Natural-language object grounding data:
※

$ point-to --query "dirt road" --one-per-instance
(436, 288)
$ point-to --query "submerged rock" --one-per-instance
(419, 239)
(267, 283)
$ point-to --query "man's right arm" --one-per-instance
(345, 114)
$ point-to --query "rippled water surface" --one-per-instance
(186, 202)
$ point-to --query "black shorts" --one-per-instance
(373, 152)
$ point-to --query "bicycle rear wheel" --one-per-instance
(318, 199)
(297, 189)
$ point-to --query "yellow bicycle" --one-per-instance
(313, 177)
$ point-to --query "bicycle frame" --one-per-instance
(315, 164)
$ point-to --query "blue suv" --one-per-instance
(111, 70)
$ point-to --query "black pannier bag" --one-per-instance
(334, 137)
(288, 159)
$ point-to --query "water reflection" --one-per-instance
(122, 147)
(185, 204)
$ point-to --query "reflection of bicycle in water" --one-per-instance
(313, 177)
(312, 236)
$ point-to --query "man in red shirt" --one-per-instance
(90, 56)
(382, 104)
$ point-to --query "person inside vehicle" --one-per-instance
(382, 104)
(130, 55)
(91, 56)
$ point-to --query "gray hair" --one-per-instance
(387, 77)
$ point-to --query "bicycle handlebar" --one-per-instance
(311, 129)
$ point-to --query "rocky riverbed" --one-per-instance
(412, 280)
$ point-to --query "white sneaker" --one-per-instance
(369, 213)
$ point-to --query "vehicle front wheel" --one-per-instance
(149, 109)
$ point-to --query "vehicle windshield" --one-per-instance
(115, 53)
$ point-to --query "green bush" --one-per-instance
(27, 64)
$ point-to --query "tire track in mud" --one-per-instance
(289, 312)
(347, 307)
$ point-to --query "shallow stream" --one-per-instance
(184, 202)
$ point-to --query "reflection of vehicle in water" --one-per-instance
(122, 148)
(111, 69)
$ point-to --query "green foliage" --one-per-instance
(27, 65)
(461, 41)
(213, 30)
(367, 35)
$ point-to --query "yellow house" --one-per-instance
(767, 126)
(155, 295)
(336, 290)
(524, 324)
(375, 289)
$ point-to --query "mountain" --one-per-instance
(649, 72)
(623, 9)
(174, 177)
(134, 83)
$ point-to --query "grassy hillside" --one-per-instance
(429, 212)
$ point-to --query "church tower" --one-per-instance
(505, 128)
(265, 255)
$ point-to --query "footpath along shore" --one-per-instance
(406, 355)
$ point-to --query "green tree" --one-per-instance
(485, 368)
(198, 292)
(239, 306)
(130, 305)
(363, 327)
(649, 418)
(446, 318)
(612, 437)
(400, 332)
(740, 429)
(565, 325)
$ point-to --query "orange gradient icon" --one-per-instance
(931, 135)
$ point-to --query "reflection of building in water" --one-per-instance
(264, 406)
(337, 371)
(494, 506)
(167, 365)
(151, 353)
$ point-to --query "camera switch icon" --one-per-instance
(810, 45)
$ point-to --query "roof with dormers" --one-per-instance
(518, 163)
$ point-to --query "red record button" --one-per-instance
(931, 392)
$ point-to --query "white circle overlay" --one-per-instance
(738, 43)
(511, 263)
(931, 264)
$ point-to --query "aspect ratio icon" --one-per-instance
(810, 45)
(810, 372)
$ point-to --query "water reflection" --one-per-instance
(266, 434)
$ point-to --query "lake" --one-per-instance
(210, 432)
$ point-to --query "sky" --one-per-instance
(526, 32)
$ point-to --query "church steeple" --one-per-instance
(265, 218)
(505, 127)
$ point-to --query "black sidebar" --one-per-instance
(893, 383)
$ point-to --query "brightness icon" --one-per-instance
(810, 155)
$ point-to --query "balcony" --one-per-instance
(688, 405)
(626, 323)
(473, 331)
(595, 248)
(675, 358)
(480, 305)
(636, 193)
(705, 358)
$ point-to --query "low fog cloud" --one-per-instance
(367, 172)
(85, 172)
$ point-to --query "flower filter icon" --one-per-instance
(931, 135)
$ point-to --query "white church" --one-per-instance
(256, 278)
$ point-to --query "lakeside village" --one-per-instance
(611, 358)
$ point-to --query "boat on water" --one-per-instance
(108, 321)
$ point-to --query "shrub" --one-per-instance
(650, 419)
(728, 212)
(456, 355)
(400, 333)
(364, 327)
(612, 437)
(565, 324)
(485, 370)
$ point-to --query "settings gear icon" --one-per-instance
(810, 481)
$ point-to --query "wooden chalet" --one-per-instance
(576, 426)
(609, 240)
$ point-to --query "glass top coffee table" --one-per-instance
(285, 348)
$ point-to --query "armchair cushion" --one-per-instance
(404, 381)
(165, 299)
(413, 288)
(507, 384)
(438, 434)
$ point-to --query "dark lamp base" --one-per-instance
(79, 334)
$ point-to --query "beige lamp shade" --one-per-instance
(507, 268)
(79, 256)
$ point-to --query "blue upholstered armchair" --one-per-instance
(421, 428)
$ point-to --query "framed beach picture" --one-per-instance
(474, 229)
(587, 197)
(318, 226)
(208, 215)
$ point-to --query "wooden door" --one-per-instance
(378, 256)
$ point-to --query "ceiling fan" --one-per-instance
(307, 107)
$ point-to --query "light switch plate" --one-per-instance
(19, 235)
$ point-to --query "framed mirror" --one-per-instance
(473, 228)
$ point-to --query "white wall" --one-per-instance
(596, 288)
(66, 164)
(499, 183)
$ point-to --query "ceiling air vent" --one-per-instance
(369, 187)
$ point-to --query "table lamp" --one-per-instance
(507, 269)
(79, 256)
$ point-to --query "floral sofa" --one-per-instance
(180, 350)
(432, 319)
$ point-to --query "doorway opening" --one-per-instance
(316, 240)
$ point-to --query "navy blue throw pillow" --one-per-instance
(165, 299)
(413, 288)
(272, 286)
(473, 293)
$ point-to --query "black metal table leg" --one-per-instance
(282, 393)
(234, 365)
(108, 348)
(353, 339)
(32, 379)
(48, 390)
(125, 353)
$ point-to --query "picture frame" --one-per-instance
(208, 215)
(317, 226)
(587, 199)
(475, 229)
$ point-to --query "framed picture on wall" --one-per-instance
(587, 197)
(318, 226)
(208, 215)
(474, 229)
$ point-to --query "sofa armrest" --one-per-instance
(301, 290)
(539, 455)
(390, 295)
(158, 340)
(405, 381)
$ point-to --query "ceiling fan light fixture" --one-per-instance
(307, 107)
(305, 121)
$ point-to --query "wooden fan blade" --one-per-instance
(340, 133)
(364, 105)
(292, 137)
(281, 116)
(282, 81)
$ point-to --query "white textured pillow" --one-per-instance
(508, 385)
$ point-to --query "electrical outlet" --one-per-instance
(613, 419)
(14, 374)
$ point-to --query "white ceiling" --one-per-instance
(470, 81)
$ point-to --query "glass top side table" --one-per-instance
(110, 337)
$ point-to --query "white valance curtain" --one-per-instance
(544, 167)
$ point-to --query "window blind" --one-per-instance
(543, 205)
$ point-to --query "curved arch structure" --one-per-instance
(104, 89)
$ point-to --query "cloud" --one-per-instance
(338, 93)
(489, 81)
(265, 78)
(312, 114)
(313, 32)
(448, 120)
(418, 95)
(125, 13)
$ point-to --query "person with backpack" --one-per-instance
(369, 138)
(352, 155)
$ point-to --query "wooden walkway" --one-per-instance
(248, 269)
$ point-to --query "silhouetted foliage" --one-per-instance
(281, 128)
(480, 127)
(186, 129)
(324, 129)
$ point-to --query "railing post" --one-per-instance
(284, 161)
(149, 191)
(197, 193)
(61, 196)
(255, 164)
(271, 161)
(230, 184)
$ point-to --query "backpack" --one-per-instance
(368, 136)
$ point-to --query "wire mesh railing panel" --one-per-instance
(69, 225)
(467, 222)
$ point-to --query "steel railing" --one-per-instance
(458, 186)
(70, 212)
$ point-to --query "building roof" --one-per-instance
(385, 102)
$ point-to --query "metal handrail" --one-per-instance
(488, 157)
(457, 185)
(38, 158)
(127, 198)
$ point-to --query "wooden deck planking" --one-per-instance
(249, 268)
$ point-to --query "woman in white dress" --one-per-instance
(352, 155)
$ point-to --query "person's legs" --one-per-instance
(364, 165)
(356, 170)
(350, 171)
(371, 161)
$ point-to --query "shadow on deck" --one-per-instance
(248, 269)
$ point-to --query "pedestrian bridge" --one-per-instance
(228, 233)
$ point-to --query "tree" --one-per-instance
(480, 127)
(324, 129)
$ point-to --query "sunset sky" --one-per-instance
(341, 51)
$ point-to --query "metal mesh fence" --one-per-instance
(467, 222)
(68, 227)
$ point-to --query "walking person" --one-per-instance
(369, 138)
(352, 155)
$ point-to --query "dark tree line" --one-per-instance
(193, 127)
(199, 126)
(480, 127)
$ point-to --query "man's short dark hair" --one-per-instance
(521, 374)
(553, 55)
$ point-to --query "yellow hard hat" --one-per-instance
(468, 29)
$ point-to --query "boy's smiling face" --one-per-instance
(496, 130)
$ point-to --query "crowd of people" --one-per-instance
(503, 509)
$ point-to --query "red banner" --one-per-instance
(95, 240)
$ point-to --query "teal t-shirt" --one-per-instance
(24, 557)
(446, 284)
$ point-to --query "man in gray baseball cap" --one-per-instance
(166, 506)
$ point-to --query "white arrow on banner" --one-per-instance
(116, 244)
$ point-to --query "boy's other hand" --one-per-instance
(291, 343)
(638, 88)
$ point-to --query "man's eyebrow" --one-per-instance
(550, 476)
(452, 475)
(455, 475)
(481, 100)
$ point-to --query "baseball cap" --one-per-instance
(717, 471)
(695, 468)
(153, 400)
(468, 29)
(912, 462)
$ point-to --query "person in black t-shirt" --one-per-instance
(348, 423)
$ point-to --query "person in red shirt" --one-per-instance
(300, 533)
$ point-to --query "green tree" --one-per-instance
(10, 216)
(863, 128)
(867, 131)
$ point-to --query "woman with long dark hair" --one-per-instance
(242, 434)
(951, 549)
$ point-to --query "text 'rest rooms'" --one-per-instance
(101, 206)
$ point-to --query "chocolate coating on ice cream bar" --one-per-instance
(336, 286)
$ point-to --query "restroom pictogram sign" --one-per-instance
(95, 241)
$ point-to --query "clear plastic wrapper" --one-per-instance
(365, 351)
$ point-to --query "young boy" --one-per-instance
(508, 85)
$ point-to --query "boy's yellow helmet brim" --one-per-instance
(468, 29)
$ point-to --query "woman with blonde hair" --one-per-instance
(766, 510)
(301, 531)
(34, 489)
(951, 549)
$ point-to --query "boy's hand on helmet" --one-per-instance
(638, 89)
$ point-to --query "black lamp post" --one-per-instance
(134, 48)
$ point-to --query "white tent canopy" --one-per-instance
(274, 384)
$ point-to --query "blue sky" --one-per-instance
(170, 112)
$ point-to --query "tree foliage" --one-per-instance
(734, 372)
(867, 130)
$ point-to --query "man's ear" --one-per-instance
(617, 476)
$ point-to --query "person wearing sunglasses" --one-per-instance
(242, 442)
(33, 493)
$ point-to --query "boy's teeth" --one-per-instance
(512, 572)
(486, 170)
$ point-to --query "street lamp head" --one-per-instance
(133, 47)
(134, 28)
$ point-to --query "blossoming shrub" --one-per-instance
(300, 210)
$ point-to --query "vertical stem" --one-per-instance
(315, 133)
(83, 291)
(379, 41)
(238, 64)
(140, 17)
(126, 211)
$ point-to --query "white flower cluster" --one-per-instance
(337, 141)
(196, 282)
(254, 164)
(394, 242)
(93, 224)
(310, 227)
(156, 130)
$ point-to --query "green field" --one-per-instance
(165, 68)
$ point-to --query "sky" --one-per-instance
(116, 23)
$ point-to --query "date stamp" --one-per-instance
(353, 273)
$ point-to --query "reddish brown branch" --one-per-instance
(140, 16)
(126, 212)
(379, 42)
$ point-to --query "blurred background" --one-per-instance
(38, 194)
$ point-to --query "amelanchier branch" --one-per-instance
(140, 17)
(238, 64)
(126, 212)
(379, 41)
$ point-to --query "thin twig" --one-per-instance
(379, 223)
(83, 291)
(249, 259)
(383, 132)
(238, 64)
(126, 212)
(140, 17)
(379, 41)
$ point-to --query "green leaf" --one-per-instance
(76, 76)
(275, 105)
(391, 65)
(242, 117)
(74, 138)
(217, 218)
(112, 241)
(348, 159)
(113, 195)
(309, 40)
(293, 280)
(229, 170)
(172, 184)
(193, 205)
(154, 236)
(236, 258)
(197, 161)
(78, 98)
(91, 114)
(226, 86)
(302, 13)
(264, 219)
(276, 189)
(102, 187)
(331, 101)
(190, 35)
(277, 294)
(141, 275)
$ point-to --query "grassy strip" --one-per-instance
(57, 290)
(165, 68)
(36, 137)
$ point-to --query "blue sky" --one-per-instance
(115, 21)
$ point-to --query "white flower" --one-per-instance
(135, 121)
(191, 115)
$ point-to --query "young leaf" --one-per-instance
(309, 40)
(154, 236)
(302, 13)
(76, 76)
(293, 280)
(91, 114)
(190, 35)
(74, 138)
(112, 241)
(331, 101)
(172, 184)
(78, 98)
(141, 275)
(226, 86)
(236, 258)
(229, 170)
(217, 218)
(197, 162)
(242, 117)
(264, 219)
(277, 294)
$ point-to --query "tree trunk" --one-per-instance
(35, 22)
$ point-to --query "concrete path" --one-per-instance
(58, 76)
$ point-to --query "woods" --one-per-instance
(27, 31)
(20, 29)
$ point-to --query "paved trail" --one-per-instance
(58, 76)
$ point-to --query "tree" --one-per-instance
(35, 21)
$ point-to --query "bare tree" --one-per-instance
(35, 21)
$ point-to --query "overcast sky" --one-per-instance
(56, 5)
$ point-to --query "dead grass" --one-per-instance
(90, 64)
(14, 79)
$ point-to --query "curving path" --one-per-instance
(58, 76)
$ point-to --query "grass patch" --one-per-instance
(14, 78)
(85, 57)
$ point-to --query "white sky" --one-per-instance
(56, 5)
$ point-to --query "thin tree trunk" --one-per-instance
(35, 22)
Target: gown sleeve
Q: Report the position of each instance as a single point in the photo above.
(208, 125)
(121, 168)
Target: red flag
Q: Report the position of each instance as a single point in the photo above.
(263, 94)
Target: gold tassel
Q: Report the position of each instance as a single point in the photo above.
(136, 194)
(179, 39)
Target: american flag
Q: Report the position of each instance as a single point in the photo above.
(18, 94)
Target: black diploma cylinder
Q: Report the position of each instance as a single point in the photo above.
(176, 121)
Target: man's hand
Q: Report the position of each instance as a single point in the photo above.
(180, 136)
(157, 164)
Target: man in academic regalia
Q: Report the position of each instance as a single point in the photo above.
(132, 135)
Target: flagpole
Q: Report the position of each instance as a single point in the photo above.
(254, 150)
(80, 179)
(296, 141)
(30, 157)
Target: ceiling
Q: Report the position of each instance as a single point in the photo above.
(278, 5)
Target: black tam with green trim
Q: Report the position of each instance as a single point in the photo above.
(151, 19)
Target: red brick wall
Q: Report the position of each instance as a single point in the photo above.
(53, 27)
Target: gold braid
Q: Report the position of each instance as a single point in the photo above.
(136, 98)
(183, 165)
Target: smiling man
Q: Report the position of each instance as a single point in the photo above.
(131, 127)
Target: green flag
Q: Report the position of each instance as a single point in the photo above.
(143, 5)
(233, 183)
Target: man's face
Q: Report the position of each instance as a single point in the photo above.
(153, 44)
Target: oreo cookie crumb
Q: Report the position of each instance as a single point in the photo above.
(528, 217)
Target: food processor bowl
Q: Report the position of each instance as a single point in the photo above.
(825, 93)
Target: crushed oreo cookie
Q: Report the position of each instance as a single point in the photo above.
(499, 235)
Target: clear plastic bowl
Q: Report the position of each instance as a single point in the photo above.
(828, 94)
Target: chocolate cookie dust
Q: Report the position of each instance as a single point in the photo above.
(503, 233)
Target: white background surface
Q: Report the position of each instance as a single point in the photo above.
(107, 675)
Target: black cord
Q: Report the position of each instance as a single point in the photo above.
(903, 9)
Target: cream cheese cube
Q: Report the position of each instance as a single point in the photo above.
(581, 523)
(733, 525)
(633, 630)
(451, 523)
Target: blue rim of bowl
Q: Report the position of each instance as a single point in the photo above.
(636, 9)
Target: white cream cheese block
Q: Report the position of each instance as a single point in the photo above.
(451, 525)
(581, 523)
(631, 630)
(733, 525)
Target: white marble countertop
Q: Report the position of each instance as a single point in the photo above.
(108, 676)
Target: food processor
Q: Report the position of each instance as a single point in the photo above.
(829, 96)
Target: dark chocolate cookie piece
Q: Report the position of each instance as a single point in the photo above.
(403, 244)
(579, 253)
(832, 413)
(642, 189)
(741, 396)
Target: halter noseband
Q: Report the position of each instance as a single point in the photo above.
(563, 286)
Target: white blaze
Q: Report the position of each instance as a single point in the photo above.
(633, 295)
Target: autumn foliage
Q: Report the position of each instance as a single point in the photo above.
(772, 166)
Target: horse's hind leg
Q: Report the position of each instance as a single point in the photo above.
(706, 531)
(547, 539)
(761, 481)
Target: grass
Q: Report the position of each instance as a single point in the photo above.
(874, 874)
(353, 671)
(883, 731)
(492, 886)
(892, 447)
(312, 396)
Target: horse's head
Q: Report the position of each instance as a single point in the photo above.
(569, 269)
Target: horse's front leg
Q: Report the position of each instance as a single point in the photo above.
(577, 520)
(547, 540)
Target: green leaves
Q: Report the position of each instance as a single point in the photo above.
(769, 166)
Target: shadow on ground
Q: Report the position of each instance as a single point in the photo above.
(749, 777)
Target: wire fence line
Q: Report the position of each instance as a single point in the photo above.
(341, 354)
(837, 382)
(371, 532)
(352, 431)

※

# What the task requires:
Scan the records above for the word "processor". Show each line in which it appears.

# Response box:
Target: food processor bowl
Target: food processor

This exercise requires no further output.